Written request -> Can you print the data exactly and leave out each image?

-- START Stored records --

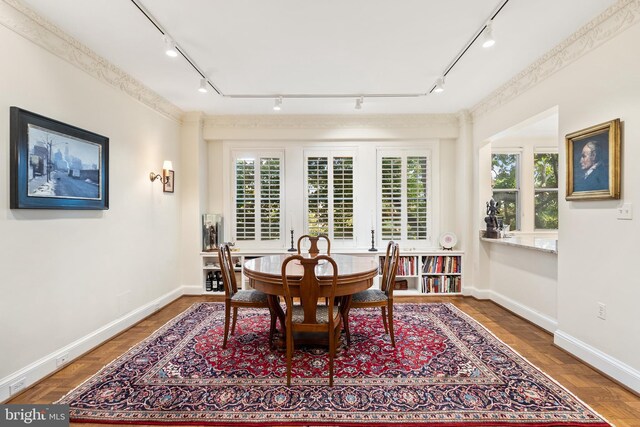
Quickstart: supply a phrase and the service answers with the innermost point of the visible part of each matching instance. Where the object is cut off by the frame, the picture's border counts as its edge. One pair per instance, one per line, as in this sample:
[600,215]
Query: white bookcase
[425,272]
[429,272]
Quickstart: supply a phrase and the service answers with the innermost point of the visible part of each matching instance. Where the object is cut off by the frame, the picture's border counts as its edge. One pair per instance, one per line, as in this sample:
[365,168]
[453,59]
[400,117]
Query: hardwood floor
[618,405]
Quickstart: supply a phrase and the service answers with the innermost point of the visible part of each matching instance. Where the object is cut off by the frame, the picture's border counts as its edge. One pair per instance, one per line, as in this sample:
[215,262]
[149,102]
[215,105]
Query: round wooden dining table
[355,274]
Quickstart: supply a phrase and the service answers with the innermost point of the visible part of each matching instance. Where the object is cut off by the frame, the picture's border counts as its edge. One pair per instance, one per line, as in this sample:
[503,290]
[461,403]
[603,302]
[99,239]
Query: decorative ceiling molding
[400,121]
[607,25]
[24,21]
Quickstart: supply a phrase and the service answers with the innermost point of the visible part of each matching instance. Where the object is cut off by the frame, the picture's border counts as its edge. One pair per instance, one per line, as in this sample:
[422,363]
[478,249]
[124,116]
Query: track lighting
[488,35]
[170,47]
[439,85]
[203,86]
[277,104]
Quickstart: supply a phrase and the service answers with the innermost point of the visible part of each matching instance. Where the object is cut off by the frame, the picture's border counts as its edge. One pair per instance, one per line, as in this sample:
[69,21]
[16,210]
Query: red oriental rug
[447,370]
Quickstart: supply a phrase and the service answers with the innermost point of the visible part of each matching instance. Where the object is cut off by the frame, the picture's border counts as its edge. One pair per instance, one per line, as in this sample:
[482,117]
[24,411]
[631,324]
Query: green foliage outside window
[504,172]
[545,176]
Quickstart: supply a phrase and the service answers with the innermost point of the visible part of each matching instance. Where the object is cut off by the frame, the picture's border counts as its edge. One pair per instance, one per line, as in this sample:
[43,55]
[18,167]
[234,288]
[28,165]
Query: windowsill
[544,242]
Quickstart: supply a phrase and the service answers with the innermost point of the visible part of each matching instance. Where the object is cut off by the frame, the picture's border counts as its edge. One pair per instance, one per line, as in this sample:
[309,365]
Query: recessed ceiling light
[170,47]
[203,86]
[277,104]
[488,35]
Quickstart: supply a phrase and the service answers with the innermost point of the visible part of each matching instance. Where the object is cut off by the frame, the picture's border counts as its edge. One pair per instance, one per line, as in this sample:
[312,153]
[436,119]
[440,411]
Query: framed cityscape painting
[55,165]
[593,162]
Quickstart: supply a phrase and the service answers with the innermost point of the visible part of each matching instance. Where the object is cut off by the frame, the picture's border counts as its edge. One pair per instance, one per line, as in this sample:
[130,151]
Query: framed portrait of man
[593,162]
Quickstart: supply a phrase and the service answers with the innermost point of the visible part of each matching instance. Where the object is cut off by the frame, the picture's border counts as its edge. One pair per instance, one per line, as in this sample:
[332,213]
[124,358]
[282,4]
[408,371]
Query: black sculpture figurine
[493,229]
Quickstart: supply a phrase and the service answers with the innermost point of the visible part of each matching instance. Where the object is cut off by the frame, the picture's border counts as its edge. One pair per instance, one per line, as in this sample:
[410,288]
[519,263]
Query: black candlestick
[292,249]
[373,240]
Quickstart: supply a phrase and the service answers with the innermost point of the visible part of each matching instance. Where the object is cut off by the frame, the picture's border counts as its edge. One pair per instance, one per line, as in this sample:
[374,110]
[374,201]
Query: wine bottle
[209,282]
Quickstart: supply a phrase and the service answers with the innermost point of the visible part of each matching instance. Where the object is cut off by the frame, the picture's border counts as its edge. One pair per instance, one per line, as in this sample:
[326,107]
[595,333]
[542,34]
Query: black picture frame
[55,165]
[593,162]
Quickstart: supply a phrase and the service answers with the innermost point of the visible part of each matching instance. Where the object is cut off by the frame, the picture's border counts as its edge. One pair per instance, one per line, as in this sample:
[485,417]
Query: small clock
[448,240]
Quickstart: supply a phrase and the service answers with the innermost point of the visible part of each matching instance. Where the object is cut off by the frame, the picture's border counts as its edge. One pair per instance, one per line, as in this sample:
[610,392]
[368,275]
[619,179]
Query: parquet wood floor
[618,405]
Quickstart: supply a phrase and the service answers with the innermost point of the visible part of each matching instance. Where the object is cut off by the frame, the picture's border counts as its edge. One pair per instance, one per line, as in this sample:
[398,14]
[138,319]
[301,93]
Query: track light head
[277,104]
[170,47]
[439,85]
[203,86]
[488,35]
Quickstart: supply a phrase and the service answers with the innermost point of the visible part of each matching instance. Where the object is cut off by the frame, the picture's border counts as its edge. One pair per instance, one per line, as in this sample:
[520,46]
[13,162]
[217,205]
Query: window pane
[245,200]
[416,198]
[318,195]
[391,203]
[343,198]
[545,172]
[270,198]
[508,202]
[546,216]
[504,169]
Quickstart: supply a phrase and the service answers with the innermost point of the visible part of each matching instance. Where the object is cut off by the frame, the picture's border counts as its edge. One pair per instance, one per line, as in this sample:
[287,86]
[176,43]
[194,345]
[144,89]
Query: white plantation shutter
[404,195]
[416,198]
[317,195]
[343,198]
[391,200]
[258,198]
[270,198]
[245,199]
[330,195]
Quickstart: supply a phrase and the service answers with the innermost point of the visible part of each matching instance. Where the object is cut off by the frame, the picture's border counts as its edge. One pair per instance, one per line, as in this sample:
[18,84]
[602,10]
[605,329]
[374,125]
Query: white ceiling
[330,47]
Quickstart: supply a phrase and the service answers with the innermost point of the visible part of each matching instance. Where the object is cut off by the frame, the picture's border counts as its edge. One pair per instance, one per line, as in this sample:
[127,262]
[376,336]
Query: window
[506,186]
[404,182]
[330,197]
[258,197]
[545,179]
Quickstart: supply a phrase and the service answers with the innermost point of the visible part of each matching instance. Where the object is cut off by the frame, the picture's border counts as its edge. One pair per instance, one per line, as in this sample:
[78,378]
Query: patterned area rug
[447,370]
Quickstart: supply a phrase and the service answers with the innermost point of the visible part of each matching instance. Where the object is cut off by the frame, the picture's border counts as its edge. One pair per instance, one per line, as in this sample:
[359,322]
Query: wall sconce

-- END Stored records --

Exercise response ->
Quickstart: supply a phrase and the service answers with the innermost point of the visible part of each matching instance. Where the object is cut off by the frame, the picture's border counts as its edge. One pair per instance, one per line, as in this sample:
[600,215]
Query: white bookcase
[425,272]
[429,272]
Quickstart: supply a phrase and the service answers with the innermost point of the visible part of each matching instance. Where the object is cut off by the frame, the picture's border counts as its edge. One pair per instance, one per line, as in this sample:
[365,168]
[453,59]
[400,117]
Query: hardwood floor
[618,405]
Quickstart: supply a phrase and the service answers with the innermost point of the visible part of each matching instance. Where the object is cut off by the frame, the picture's border counts as its edge. One pair per instance, one per line, as in this sample:
[215,262]
[149,102]
[215,105]
Query: round wooden dining table
[355,274]
Quickstart: supply a phrase and the service answers with the innermost point of the visible part of each matching instance. Where the object is cut off by the frame, the picture's border counts as its edge. One pair per instance, one per line, as in this sample:
[503,290]
[461,403]
[603,302]
[99,239]
Query: decorative ceiling molding
[400,121]
[607,25]
[24,21]
Quickstart: supply a phrase and the service answers with the innermost point of the visible part of each matching instance. Where the object is cut off by the frame, the picture's border counts as its edge. One pair per instance, one per line, as in this sample:
[422,363]
[478,249]
[124,116]
Query: track lighting
[488,35]
[170,47]
[439,85]
[203,86]
[277,104]
Quickstart: supply a phrase and the service answers with the innermost point of the visible part of each matching instance. Where the object is cut off by the frame, the picture's border counts as its edge. One pair per instance, one per line, as in this sample:
[69,21]
[16,210]
Query: red oriental rug
[447,370]
Quickstart: supply a phrase and the service answers with the innermost point of the visible part of each matching instance. Where the object is cut off by the frame, the picture's border counts as its edge. One pair per instance, one per line, as in this sample:
[482,117]
[24,411]
[631,324]
Query: green foliage outside window
[504,172]
[545,176]
Quickstart: supply a phrase and the service answers with the innermost point of the visible part of each matching instance. Where the object is cut off by the frame, the picture's border counts as its edge. One pair per instance, one per line, as in this sample:
[43,55]
[18,167]
[234,288]
[28,165]
Query: windowsill
[544,242]
Quickstart: supply a phrase and the service answers with the innermost point of the visible part of each matching instance. Where the object is cut off by the frame, the picture's border counts as its edge. One pair per instance, one per line, as in this sample:
[309,365]
Query: recessed ceiling light
[170,47]
[203,86]
[277,104]
[488,35]
Quickstart: supply a phrase and the service answers with the innermost point of the visible part of each matching instance. Where the object is cut off by the frame, the picture's border counts as its edge. One pair per instance, one per line, as in this sample:
[312,153]
[436,119]
[440,411]
Query: framed cityscape painting
[55,165]
[593,162]
Quickstart: supply a phrase and the service answers with the innermost point of the visible part of each matching instance. Where the object is cut off by the frame, the picture's border counts as its edge. One pair per instance, one per line, as in this sample:
[130,151]
Query: framed portrait of man
[593,162]
Quickstart: supply a phrase and the service answers with the innermost point of the visible part of each matching instance. Where the object is cut off by the frame, the picture's border counts as its edge. One pair per instance, one per line, as in this sample:
[332,213]
[124,358]
[282,4]
[408,371]
Query: black sculpture figurine
[493,229]
Quickstart: supply a phrase and the service answers with the innermost point of the visible part of each matching instance. Where the object is cut off by the frame, the picture's border counts as its edge. One pair per instance, one per line, as in this sample:
[410,288]
[519,263]
Query: black candlestick
[292,249]
[373,240]
Quickstart: supply a phrase and the service answers with the innermost point of the visible part of each matching instance. Where the object is cut off by the frame, the picture's border counts as its edge. One pair per instance, one per line, as in this sample:
[374,110]
[374,201]
Query: wine bottle
[209,282]
Quickstart: supply a phrase and the service answers with the innermost point of the visible part of each matching instance. Where the object is cut off by the frame, the picture's border counts as its edge. One pair per instance, one per line, as in this sample:
[326,107]
[595,333]
[542,34]
Query: black picture frame
[55,165]
[593,162]
Quickstart: supply a phrase and the service answers with the innermost point of the visible part of each matching instance. Where the object is cut off by the frame, the picture's border counts as its edge. One pair per instance, one per line, as in this sample:
[485,417]
Query: small clock
[448,240]
Quickstart: supply a phrase and the service answers with the innermost point of the visible part of each matching instance. Where the object is cut off by the frame, the picture's border counts as its edge. One pair per instance, one per line, as in this sample:
[610,392]
[368,275]
[619,179]
Query: parquet wood floor
[618,405]
Quickstart: supply a phrase and the service answers with the innermost point of the visible part of each matching instance. Where the object is cut off by the frame, the picture's border counts as its edge. One pair per instance, one per line, as in this sample:
[398,14]
[138,319]
[301,93]
Query: track light head
[277,104]
[170,47]
[439,85]
[203,86]
[488,35]
Quickstart: supply a phrase and the service answers with the innermost point of the visible part of each matching instance. Where the object is cut off by the frame, the picture's border counts as its edge. One pair per instance, one per line, as in this sample:
[520,46]
[13,162]
[217,205]
Query: window pane
[245,200]
[416,198]
[318,195]
[391,203]
[343,198]
[545,172]
[270,198]
[508,202]
[546,216]
[504,169]
Quickstart: supply a phrase and the service answers with the innermost point of the visible part of each matching instance. Where the object is cut off by the frame, the picture's border counts as its edge. One pair per instance, one per line, as in this sample:
[287,86]
[176,43]
[194,345]
[144,89]
Query: white plantation shutter
[404,195]
[416,198]
[317,195]
[343,198]
[391,200]
[258,198]
[270,198]
[245,199]
[330,195]
Quickstart: supply a phrase and the service answers with the innermost point of the visible part of each matching instance. Where the object is cut off by the frame, the picture's border counts as its edge. One pair per instance, one per line, as in this sample:
[18,84]
[602,10]
[605,329]
[374,125]
Query: white ceiling
[330,47]
Quickstart: supply a phrase and the service answers with the innermost point of the visible part of each matching instance. Where the object is cut off by the frame, the picture's border counts as its edge. One pair per instance, one per line, as in this sample:
[127,262]
[376,336]
Query: window
[506,186]
[404,182]
[330,197]
[258,197]
[545,179]
Quickstart: supply a phrase and the service answers with the innermost point of the visible part of each matching instance. Where the object is cut off by the frame, the picture's border counts as its edge. One pair per instance, one per line, as in this sample:
[78,378]
Query: patterned area rug
[447,370]
Quickstart: supply a phrase and the service answers with the innermost point of the visible part of each matching instance. Where the object is cut off by the frame, the picture's border counts as its edge. One pair per instance, one per line, as in this sample:
[359,322]
Query: wall sconce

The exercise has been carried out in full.